• _THE REQUEST_
Rewrite the rows starting at the line with "Find the mountain" and ending at the line with "Please outline every instance of the mountain", replacing "mountain slope" with "hillside" and leaving everything else unchanged.

• _RECORDS SHOWN_
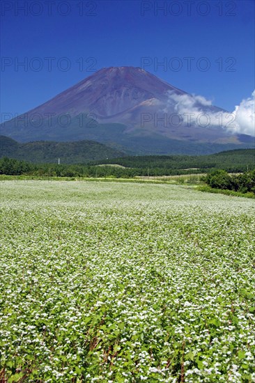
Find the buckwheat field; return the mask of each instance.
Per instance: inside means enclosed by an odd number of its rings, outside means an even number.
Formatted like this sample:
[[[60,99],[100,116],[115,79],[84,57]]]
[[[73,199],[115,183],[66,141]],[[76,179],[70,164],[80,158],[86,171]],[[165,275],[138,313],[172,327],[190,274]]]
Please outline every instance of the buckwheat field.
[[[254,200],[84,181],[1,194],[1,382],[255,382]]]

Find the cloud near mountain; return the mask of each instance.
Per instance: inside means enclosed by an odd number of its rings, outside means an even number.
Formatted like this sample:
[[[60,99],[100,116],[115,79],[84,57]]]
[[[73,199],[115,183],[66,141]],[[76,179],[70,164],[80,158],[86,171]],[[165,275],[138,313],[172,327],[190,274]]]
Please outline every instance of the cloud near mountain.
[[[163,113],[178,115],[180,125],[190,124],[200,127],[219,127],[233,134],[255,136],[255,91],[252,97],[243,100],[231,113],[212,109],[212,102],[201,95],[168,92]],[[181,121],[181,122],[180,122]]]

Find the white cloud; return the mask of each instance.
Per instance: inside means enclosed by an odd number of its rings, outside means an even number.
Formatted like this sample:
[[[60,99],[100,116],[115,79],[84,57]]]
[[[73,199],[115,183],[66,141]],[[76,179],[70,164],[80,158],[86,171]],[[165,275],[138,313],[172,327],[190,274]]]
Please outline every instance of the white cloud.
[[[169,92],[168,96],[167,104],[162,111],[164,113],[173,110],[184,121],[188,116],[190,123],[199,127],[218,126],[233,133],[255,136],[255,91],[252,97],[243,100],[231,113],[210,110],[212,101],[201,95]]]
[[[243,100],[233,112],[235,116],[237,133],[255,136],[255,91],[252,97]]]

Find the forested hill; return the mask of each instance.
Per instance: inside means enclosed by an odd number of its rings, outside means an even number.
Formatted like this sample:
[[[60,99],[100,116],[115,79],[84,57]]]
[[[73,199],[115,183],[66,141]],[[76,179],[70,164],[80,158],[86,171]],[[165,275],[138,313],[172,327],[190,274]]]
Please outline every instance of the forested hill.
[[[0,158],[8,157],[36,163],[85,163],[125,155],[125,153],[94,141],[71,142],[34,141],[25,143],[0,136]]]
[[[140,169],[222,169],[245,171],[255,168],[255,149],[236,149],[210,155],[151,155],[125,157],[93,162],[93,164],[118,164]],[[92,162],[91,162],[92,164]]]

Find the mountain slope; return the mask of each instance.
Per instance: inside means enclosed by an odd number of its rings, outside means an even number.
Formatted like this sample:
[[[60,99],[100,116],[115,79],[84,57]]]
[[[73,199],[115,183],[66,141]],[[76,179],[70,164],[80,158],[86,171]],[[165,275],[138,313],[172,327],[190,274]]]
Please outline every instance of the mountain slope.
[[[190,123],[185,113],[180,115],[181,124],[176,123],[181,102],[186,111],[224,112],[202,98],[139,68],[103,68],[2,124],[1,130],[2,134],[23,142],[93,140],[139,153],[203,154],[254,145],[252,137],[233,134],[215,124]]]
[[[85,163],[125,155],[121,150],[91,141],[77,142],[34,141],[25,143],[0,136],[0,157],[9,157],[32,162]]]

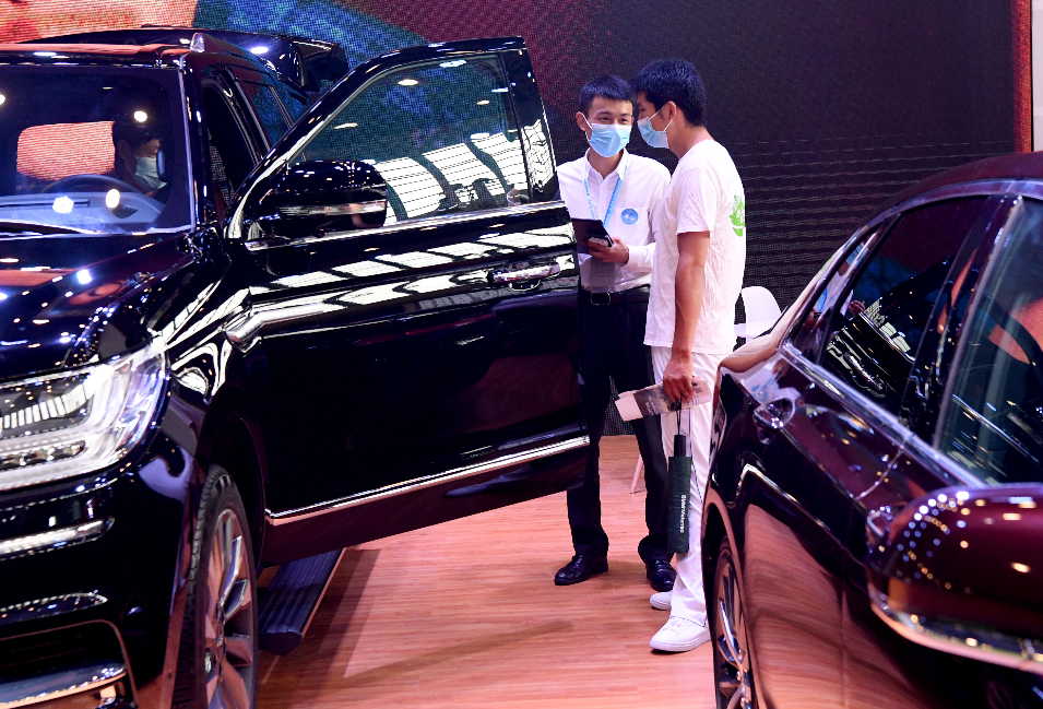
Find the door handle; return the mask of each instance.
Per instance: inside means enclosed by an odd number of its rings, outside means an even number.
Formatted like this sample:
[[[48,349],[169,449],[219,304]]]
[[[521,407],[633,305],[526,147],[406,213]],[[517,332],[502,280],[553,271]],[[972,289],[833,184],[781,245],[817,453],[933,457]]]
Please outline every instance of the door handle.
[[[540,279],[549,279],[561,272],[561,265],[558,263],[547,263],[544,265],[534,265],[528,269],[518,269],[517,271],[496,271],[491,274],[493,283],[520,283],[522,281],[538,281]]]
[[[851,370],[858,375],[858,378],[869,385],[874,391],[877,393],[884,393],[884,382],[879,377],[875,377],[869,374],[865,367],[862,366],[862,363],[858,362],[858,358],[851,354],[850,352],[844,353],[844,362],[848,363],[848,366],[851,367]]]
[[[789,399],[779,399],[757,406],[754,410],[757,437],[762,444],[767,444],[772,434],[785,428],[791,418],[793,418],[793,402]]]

• _PROBLEM SOLUTION_
Find the hillside; return the mask of each instance.
Per instance: inside means enclosed by an odd number of its rings, outside means an even number.
Formatted like this sample:
[[[60,99],[100,116],[115,79],[84,57]]]
[[[73,199],[115,183],[66,141]],[[76,179],[70,164],[80,158],[86,171]],[[165,275],[138,313],[172,327],[190,274]]]
Please outline every instance of the hillside.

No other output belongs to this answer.